Dynamic Memory Management

Memory in a C program can be divided into four categories:

  1. Code memory
  2. Static data memory
  3. Runtime stack memory
  4. Heap memory

Code Memory

Code memory is used to store machine instructions. As a program runs, machine instructions are read from memory and executed.

Static Data Memory

Static data memory is used to store static data. There are two categories of static data: global and static variables.

Global variables are variables defined outside the scope of any function as can be seen in example 1. Static variables on the other hand are defined with the static modifier as seen in example 2.

Both global and static variables have one value attached to them; they are assigned memory once; and they are initialised before main begins execution and will continue to exist until the end of execution.

Example 1: Global variables.

int counter = 0;

int increment(void) {
    counter++;

    return counter;
}

Example 2: Static variables.

int increment(void) {
    // will be initialised once
    static int counter = 0;

    // increments every time the function is called
    counter++;

    return counter;
}

Runtime Stack Memory

Runtime stack memory is used by function calls and is FILO (First in, Last out). When a function is invoked, a block of memory is allocated by the runtime stack to store the information about the function call. This block of memory is termed as an Activation Record.

The information about the function call includes:

  • Return address.
  • Internal registers and other machine-specific information.
  • Parameters.
  • Local variables.

Heap Memory

Heap memory is memory that is allocated during the runtime of the program. On many systems, the heap is allocated in an opposite direction to the stack and grows towards the stack as more is allocated. On simple systems without memory protection, this can cause the heap and stack to collide if too much memory is allocated to either one.

**Exercise set**
**A.** According to the text on C memory management, why can the heap and stack collide on some systems?
**B.** Answer these questions from the text on C memory management:
(i) What two categories of static data does it name?
(ii) When are global and static variables initialized?
(iii) What is the block of memory that the runtime stack allocates for a function call called?
**C.** Extend the text on C memory management past its final sentence.

**Entries from a dataset**

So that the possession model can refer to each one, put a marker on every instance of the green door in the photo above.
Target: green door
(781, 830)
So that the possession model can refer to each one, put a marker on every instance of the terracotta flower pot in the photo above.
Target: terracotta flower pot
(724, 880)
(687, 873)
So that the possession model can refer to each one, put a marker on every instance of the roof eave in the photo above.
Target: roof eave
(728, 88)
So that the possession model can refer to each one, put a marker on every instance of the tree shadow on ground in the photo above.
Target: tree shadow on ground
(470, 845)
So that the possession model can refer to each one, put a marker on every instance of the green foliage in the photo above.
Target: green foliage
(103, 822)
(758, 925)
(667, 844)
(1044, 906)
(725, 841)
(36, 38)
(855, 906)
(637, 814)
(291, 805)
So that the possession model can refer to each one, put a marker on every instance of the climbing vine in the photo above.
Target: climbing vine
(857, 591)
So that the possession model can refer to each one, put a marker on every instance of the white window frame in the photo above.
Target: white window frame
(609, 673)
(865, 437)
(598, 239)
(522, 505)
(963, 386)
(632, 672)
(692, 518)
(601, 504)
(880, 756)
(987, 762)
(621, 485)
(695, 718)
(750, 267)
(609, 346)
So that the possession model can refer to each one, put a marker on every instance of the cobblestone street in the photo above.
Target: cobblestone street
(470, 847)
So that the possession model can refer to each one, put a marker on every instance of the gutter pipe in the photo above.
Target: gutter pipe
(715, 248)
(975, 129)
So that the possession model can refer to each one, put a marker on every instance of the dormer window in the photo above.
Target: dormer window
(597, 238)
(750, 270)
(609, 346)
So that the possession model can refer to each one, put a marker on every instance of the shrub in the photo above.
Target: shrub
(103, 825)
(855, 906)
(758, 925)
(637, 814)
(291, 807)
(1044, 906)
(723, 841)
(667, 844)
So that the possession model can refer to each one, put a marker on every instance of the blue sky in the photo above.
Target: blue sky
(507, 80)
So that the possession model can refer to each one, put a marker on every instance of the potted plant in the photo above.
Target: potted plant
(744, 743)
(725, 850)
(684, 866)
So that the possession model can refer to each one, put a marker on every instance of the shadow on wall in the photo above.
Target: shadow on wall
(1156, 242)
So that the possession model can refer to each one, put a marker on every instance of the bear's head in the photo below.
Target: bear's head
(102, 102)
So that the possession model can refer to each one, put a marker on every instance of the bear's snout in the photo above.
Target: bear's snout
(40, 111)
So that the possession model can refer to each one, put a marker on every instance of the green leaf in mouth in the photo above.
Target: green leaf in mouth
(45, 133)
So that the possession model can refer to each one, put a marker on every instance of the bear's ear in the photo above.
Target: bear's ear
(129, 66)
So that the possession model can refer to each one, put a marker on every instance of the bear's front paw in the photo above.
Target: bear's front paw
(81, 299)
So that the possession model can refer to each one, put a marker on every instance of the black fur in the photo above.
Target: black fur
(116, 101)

**Answer set**
**A.** On many systems the heap is allocated in the opposite direction to the stack and grows toward it as more memory is allocated. On simple systems without memory protection, allocating too much memory to either one can make them collide.

**B.**
(i) Global variables and static variables.
(ii) Before main begins execution.
(iii) An Activation Record.

**C.**
To deal with this, C provides two functions in the standard library to handle dynamic memory allocation; calloc() (contiguous allocation) and malloc() (memory allocation).

void *calloc(size_t n, size_t s) returns a pointer to enough space in memory to store n objects, each of s bytes. The storage set aside is automatically initialised to zero.

void *malloc(size_t s) returns a pointer to a space of size s and leaves the memory uninitialised.

Example 3: malloc() and calloc()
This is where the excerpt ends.